Da fare:
- 1) Rispondi in breve a queste domande sul testo su Pae White.
(a) Da quale stato americano proviene l'artista?
(b) Di quali materiali erano composti i grandi arazzi della mostra di Milano?
(c) In quale galleria si è tenuta l'ultima esposizione personale in Italia?
- 2) Trascrivi fedelmente il passo del testo su Pae White che si apre con le parole "I GIOCHI DI" e si chiude con "essere cullati dall’aria.".

Brano da leggere:
■ ■ ■ ■ ■ ■ ■
I GIOCHI DI PERCEZIONE dell’artista Pae White

Intricati giochi che ingannano la percezione e che per questo regalano uno strano ma piacevole disorientamento, sono le opere dell’artista californiana Pae White, che mettono insieme con abilità, saperi e culture diverse, rimandi e citazioni sottili che danno profondità a lavori in cui è piacevole immergersi e che diventano ancor più belli quando si scopre che sono ricchi di riferimenti autobiografici.
Si tratta spesso di intricati labirinti di fili, reti colorate che contrastano con lo spazio architettonico in cui sono inserite ed al tempo stesso ne esaltano le caratteristiche.

Gli oggetti dell’artista californiana sembrano rimaner sospesi a mezz’aria, in attesa di essere cullati dall’aria.
La sua variegata produzione che comprende installazioni, sculture, arazzi, opere site specific e di arredo urbano, attraverso l’uso di tecniche, tecnologie e materiali sempre diversi, esplora le possibilità visive della forma, del colore e dello spazio offrendo l’opportunità di cogliere con sguardo nuovo l’effimero della vita quotidiana. Opere in bilico continuo tra scultura, design e architettura Ordine e disordine, forma e funzione, le sue opere vivono in un continuo alternarsi di certezze e nuove scoperte.

Talvolta teatrali, le installazioni della White rappresentano un continuo gioco di rimandi e citazioni in cui neon, collage materici e tessuti fanno da protagonisti.
Nell’ultima esposizione personale in Italia, presso la galleria Kaufmann repetto di Milano fino allo scorso maggio, l’artista californiana ha lavorato sugli scambi tra luce e materia, grandi arazzi composti da cotone, argento, lurex e poliestere, pareti in cui prevalevano filamenti di luce, installazioni di neon, in un percorso tattile, lineare, tecnicamente perfetto.
■ ■ ■ ■ ■ ■ ■
Materiale fornito:
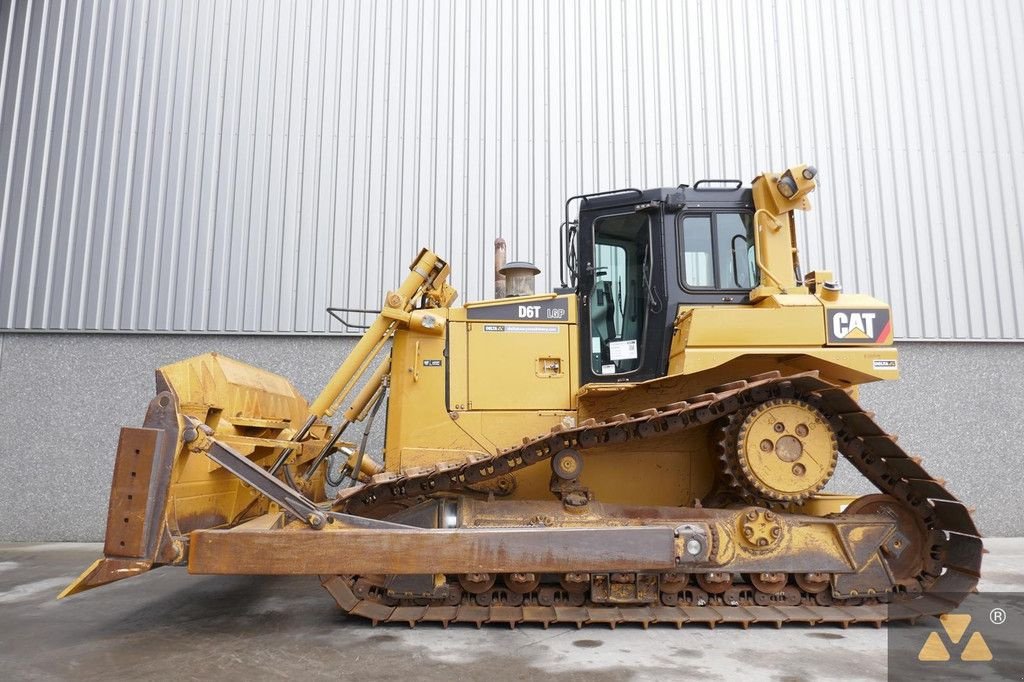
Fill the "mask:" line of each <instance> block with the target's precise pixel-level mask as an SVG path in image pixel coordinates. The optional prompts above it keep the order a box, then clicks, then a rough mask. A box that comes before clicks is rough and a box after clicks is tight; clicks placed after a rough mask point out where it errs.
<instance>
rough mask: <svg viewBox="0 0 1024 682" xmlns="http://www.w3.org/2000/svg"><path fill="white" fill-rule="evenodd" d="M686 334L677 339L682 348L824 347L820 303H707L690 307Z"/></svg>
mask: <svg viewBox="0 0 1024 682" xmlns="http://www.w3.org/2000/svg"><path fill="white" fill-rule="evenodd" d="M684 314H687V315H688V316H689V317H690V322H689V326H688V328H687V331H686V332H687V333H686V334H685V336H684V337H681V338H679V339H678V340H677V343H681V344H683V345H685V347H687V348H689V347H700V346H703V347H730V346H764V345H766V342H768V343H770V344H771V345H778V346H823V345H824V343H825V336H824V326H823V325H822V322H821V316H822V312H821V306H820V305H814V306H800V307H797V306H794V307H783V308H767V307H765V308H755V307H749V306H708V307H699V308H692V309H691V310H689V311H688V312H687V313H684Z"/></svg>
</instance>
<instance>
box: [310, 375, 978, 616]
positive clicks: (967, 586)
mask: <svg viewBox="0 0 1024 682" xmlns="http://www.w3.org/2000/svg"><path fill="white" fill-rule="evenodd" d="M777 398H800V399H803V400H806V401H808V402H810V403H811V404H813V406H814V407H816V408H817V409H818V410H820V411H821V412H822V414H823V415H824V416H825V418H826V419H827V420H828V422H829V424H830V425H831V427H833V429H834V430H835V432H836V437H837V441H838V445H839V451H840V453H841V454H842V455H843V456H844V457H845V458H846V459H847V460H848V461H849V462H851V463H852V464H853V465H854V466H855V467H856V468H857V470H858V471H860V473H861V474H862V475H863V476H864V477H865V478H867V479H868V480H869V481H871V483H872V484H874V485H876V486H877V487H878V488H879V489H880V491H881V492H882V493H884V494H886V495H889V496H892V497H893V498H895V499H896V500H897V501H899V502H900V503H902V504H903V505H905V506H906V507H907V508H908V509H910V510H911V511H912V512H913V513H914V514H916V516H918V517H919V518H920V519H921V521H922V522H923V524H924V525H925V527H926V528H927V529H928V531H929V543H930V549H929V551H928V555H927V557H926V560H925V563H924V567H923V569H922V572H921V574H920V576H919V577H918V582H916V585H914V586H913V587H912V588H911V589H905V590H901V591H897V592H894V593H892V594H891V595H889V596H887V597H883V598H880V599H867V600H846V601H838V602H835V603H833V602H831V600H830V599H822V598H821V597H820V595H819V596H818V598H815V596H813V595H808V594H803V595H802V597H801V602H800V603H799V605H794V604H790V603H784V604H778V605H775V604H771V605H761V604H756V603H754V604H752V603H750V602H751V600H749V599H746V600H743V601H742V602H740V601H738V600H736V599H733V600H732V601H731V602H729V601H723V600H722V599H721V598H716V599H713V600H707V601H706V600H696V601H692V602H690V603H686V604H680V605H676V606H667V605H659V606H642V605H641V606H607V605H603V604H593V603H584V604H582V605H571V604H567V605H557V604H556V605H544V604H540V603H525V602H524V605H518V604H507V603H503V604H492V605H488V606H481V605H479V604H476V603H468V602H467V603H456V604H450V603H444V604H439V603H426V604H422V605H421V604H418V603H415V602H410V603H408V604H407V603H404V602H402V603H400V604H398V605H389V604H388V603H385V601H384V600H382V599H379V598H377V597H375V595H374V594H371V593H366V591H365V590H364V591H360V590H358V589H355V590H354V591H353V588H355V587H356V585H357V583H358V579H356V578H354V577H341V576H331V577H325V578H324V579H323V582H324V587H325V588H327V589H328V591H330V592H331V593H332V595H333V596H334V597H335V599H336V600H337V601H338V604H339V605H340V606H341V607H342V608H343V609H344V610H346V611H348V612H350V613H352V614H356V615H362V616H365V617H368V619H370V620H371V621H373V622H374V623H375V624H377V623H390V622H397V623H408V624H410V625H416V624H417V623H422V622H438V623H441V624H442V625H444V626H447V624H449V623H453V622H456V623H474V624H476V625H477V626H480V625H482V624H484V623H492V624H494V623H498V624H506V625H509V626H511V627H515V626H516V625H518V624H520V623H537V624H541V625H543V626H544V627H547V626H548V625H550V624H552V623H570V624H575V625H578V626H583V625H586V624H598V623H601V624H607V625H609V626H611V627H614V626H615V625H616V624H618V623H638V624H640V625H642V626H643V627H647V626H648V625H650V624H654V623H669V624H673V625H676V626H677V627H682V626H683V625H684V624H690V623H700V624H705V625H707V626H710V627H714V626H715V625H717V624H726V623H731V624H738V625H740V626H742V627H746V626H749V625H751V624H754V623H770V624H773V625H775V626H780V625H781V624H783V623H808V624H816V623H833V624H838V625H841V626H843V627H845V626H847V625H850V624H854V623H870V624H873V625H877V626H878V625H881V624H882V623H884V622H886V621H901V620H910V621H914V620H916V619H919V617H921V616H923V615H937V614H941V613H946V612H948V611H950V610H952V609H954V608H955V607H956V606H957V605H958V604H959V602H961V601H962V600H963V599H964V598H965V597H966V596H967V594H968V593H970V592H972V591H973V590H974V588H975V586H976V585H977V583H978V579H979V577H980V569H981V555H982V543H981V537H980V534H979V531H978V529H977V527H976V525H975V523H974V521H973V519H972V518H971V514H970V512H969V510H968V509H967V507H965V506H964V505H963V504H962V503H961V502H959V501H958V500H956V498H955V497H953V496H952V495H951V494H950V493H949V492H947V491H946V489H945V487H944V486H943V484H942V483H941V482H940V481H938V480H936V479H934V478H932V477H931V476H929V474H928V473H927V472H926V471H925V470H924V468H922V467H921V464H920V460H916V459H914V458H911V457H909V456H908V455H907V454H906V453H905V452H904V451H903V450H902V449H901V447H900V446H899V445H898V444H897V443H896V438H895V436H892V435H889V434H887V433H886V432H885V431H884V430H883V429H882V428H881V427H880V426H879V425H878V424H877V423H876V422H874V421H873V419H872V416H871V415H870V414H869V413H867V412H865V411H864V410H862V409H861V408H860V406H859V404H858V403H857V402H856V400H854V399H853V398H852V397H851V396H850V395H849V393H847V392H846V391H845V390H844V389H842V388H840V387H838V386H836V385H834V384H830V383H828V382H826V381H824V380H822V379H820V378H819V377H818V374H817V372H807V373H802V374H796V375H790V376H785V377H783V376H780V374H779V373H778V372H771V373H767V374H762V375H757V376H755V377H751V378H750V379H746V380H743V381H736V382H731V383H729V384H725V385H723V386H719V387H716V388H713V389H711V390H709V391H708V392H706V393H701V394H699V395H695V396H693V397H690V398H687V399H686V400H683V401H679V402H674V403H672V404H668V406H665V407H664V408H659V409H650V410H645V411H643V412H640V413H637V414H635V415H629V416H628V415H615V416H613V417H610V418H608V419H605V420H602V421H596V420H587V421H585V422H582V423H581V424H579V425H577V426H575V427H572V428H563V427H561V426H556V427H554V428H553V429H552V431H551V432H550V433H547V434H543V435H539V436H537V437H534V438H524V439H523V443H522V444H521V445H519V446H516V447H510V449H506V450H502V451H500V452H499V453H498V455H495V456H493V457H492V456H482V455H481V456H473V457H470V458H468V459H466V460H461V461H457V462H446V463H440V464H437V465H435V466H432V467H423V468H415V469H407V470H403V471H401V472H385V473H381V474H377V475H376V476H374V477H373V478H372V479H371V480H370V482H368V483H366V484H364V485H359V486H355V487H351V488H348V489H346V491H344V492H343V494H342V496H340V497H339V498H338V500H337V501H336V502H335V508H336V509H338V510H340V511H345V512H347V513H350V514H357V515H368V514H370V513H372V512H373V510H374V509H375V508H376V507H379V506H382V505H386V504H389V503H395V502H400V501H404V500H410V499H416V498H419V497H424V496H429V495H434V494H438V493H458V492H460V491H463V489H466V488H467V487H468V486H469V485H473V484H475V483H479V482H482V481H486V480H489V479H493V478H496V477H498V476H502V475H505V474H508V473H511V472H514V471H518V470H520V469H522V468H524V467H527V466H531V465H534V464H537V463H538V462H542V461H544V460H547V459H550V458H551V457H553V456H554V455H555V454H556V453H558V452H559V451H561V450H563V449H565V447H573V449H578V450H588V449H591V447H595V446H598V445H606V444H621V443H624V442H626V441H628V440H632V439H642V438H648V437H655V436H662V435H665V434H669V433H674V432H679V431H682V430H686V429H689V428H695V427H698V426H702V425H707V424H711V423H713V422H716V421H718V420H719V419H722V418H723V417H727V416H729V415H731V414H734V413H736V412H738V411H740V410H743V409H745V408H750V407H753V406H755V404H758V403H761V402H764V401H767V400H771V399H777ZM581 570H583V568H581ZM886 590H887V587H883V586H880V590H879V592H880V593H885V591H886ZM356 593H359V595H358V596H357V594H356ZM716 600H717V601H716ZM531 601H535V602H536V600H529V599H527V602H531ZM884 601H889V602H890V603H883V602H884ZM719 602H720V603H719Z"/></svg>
■ ■ ■ ■ ■ ■ ■
Le tue risposte:
- 1)
(a) Dalla California: è un'artista californiana.
(b) Di cotone, argento, lurex e poliestere.
(c) Nella galleria Kaufmann repetto di Milano.

- 2)
I GIOCHI DI PERCEZIONE dell’artista Pae White

Intricati giochi che ingannano la percezione e che per questo regalano uno strano ma piacevole disorientamento, sono le opere dell’artista californiana Pae White, che mettono insieme con abilità, saperi e culture diverse, rimandi e citazioni sottili che danno profondità a lavori in cui è piacevole immergersi e che diventano ancor più belli quando si scopre che sono ricchi di riferimenti autobiografici.
Si tratta spesso di intricati labirinti di fili, reti colorate che contrastano con lo spazio architettonico in cui sono inserite ed al tempo stesso ne esaltano le caratteristiche.

Gli oggetti dell’artista californiana sembrano rimaner sospesi a mezz’aria, in attesa di essere cullati dall’aria.